-- EXERCISE MATERIALS follows --

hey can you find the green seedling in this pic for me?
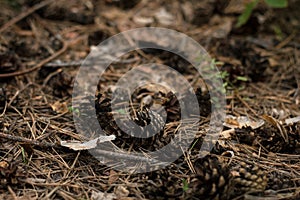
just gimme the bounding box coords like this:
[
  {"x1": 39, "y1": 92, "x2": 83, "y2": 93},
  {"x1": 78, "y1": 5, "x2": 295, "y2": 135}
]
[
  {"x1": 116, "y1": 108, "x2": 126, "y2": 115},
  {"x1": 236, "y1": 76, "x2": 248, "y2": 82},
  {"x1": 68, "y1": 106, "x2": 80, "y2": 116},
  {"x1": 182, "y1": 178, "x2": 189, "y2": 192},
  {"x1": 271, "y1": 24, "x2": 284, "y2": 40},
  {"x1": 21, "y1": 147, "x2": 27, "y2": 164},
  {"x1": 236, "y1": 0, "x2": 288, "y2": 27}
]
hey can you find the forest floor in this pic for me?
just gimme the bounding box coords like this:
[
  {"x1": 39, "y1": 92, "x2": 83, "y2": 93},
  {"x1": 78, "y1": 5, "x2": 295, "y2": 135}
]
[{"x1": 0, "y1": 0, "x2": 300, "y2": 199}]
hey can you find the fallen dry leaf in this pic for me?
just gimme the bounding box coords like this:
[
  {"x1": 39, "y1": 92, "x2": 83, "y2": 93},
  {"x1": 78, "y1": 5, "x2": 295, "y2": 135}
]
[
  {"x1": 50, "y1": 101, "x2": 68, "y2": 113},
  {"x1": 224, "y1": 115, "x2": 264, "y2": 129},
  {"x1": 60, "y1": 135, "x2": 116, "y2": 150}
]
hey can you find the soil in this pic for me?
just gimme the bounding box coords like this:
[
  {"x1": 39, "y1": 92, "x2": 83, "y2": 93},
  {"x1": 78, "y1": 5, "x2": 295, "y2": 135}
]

-- EXERCISE MATERIALS concluded --
-- EXERCISE MATERIALS follows --

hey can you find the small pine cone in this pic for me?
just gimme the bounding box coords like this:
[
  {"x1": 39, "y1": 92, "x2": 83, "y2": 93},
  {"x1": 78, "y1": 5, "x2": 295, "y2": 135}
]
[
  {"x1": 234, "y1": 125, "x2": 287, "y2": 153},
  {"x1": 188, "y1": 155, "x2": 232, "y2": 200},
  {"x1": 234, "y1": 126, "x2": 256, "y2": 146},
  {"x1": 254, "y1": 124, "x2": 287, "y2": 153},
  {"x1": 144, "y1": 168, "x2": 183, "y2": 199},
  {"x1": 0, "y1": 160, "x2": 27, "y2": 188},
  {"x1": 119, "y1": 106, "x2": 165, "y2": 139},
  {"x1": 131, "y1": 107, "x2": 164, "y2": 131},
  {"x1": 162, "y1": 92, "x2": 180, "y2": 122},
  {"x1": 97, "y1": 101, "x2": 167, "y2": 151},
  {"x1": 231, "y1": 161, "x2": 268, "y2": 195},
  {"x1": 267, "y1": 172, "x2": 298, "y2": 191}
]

-- EXERCISE MATERIALS concluded --

> **ACTIVITY**
Although the records above contain pictures, the copy should not; retype exactly the lines from the one containing "hey can you find the green" through the one containing "hey can you find the forest".

> **REPLY TO THE TASK**
hey can you find the green seedling in this pic for me?
just gimme the bounding box coords like this:
[
  {"x1": 39, "y1": 92, "x2": 83, "y2": 93},
  {"x1": 78, "y1": 5, "x2": 295, "y2": 135}
]
[
  {"x1": 116, "y1": 108, "x2": 126, "y2": 115},
  {"x1": 236, "y1": 76, "x2": 248, "y2": 82},
  {"x1": 68, "y1": 106, "x2": 80, "y2": 116},
  {"x1": 182, "y1": 178, "x2": 189, "y2": 192},
  {"x1": 271, "y1": 24, "x2": 284, "y2": 40},
  {"x1": 21, "y1": 147, "x2": 27, "y2": 164},
  {"x1": 236, "y1": 0, "x2": 288, "y2": 27}
]
hey can you find the forest floor in this pic for me?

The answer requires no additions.